* **INSTRUCTIONS**
1 - According to the passage on the Pleak Barn, why did Richard Reed restore the barn in the early 2000s?
2 - Rewrite everything in the passage on the Pleak Barn from "The barn is unique" down to "featuring decorated shingles.", changing "three-tiered" to "three-layered".

The Pleak Barn is a rare example of a round barn, which was later combined with a rectangular barn. The barn is a direct link to the agricultural development that occurred in the state from 1850 to 1936. The period of greatest significance of the barn was from 1914 to the mid-1930s when round and polygonal barns lost their popularity.
The barn is unique in its similar appearance to a three-tiered wedding cake. The three different roof sections of the lower level, silo, and spire are uncommon among round barns, with the spire featuring decorated shingles.

==Owners==
The Pleak family maintained ownership of the farm until 1914 when it was sold to I.E. Morgan. The farm was then passed to I.B. Morgan's son, Ati, in 1937, with Ati Morgan (1993) being the current owner. Mr. Morgan's changes to the farm have been restricted to the construction of a 1940s era Indiana limestone ranch house, with no intrusive changes to the historic fabric of the round barn. In the late 90s the farm was sold to the Reed family, who still own the barn today. In the early 2000s, Richard Reed actively restored the barn to preserve the historic significance of the barn.

==Bibliography==
- Hanou, John. Research compiled on Indiana's round and polygonal barns from 1986 to present. Archived at Historic Landmarks Foundation of Indiana, 340 West Michigan Street, Indianapolis, IN 46202.
- Intensive architectural survey of Indiana's round and polygonal barns, conducted June to August 1991, conducted by Jerry McMahan, areawide survey of round and polygonal architectural and historical resources.
- Morgan, Ati. Owner of the Pleak (Morgan) Barn, Greensburg, Indiana. Interviewed by Jerry McMahan, October 6, 1991.
- Soike, Lowell J. Without Right Angles, The Round Barns of Iowa. Des Moines, IA: Iowa State Historical Department, Office of Historic Preservation, 1983.

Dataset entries
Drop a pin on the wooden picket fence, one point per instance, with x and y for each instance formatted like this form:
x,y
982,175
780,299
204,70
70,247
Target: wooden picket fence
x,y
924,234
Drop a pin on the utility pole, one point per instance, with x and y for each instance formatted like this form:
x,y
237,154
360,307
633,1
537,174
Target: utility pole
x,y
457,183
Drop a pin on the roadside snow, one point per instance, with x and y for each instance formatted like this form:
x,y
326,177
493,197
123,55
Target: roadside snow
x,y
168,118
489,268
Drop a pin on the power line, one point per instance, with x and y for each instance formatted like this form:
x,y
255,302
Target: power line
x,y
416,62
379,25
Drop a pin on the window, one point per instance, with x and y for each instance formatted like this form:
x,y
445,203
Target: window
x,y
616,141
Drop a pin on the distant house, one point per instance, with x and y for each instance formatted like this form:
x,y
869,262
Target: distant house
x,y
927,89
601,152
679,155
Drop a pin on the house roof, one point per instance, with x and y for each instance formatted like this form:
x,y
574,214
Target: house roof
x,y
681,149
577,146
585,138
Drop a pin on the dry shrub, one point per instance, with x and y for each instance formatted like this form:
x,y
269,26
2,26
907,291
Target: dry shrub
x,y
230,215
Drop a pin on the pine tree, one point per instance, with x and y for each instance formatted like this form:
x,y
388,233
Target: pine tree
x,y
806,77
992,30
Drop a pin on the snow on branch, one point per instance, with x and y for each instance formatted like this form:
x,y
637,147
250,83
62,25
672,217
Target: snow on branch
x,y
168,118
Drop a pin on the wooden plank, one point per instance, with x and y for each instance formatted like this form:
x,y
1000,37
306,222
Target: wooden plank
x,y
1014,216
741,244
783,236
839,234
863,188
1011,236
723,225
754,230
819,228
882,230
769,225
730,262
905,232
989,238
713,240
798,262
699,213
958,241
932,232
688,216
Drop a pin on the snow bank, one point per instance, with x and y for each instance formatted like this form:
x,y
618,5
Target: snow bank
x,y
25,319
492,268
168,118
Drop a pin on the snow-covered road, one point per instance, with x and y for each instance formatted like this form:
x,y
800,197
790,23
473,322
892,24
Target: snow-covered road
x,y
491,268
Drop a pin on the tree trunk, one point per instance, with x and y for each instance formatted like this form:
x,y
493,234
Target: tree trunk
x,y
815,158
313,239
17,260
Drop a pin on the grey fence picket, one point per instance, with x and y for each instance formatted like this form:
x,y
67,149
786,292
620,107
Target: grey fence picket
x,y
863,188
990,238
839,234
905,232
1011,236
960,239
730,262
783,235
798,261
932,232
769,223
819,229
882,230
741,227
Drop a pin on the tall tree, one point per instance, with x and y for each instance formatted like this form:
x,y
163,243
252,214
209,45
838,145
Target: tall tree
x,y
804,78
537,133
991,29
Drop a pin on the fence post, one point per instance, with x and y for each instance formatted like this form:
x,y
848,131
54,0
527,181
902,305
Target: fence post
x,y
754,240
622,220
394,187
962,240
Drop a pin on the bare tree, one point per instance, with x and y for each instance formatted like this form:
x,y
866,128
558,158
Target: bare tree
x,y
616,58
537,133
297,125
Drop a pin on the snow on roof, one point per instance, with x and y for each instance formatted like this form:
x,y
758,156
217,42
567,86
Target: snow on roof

* **SOLUTIONS IN ORDER**
1 - He restored it to preserve the barn's historic significance.

2 -
The barn is unique in its similar appearance to a three-layered wedding cake. The three different roof sections of the lower level, silo, and spire are uncommon among round barns, with the spire featuring decorated shingles.